## OBJECTIVE
Please rename "white cloud" to "gray cloud" in the listing lines starting at the one containing "Find the white" and ending at the one containing "Please outline every instance of the white", leaving everything else unchanged. Give back only those lines.

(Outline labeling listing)

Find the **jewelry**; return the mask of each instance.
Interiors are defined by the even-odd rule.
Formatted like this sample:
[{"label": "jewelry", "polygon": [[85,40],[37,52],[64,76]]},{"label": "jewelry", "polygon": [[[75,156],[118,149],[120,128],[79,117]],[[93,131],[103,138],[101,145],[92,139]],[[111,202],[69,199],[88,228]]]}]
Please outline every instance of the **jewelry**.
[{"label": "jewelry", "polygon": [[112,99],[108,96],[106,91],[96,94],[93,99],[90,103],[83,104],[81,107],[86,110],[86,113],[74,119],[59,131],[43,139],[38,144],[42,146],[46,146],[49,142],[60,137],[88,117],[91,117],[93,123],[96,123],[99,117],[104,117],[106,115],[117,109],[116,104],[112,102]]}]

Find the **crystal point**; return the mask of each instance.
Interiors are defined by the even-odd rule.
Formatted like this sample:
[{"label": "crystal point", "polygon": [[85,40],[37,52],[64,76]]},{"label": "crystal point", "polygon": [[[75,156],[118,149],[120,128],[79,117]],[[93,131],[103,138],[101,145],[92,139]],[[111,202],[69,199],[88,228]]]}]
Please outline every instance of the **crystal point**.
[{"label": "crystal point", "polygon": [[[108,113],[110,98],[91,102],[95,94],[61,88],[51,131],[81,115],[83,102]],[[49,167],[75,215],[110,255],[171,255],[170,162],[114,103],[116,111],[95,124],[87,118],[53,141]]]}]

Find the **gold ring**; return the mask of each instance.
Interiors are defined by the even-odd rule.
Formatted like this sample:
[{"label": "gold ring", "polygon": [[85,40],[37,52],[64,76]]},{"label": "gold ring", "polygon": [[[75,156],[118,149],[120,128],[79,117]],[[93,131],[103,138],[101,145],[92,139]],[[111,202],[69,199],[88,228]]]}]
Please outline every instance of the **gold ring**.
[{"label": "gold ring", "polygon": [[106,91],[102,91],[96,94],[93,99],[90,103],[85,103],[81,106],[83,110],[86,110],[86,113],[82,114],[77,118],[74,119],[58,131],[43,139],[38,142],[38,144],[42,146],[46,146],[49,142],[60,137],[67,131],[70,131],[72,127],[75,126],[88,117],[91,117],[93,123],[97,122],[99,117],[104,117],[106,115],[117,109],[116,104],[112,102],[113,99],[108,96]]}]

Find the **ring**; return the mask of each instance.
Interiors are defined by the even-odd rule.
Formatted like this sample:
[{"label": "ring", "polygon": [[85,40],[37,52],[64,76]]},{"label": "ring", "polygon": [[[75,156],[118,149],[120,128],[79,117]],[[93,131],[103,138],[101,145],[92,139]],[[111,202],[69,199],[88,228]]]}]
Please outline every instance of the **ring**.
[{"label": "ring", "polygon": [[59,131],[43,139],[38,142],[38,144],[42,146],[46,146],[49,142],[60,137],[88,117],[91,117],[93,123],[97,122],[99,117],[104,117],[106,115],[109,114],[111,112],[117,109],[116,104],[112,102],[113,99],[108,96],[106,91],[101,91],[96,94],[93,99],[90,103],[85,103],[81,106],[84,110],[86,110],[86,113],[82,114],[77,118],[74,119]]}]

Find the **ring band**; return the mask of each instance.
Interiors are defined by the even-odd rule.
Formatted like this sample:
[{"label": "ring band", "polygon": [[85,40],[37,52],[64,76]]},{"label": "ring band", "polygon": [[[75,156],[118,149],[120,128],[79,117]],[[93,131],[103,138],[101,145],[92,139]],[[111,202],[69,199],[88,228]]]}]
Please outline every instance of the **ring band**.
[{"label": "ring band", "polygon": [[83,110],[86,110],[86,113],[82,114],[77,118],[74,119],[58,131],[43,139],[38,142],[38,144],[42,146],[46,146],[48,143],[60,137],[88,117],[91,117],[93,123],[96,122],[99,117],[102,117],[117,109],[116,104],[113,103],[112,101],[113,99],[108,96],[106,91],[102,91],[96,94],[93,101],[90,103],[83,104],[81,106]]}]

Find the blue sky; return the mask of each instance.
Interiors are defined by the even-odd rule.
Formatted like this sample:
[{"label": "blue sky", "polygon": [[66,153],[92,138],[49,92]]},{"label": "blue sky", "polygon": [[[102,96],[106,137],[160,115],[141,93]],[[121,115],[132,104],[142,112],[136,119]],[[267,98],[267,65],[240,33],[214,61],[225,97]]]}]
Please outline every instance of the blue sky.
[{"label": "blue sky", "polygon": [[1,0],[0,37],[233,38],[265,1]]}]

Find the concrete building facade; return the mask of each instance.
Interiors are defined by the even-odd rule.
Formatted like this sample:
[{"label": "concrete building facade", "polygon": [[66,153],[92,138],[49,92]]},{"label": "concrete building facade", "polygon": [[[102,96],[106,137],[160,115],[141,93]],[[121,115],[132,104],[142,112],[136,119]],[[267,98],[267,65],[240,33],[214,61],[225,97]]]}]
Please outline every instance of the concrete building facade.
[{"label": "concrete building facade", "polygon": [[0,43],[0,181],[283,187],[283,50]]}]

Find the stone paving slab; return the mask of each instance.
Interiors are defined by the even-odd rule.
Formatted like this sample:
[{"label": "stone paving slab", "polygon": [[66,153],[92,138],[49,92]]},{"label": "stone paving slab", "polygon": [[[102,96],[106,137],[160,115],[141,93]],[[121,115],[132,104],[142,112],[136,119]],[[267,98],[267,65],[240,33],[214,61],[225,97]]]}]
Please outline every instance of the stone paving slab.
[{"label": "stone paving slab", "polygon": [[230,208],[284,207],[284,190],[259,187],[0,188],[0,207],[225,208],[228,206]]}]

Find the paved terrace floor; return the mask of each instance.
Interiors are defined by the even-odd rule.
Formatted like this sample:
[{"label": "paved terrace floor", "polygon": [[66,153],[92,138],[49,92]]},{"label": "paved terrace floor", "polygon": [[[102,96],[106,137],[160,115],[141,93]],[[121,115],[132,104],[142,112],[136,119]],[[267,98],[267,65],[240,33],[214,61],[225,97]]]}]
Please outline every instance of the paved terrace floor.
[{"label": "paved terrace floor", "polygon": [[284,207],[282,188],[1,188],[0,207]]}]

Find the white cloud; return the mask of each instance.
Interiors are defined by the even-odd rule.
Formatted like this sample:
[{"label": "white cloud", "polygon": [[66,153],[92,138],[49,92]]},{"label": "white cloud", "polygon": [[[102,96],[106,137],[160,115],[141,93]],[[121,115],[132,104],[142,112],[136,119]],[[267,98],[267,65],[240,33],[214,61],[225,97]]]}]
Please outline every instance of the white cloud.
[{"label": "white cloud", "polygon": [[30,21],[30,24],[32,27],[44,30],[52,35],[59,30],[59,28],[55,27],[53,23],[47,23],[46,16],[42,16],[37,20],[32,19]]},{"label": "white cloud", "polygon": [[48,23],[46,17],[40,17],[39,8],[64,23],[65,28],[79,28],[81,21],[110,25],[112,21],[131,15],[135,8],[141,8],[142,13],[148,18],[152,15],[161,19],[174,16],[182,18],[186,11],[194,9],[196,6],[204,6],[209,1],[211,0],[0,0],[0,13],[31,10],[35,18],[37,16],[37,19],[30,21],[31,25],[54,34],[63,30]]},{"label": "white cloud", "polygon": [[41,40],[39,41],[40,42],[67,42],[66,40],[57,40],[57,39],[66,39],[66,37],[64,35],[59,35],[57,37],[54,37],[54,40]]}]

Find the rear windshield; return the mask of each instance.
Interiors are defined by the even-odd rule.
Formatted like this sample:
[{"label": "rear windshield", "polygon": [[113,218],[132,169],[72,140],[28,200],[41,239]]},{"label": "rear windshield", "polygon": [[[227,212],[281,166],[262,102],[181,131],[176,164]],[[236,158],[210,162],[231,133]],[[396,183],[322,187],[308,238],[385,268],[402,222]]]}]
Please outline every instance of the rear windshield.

## OUTPUT
Find the gray cloud; return the mask of each instance.
Interiors are defined by the even-odd rule.
Formatted like this sample:
[{"label": "gray cloud", "polygon": [[66,153],[92,138],[49,92]]},{"label": "gray cloud", "polygon": [[[102,96],[106,137],[160,115],[141,93]],[[121,115],[132,104],[142,112],[136,119]],[[267,98],[267,65],[240,33],[214,61],[225,97]]]}]
Please outline every instance of the gray cloud.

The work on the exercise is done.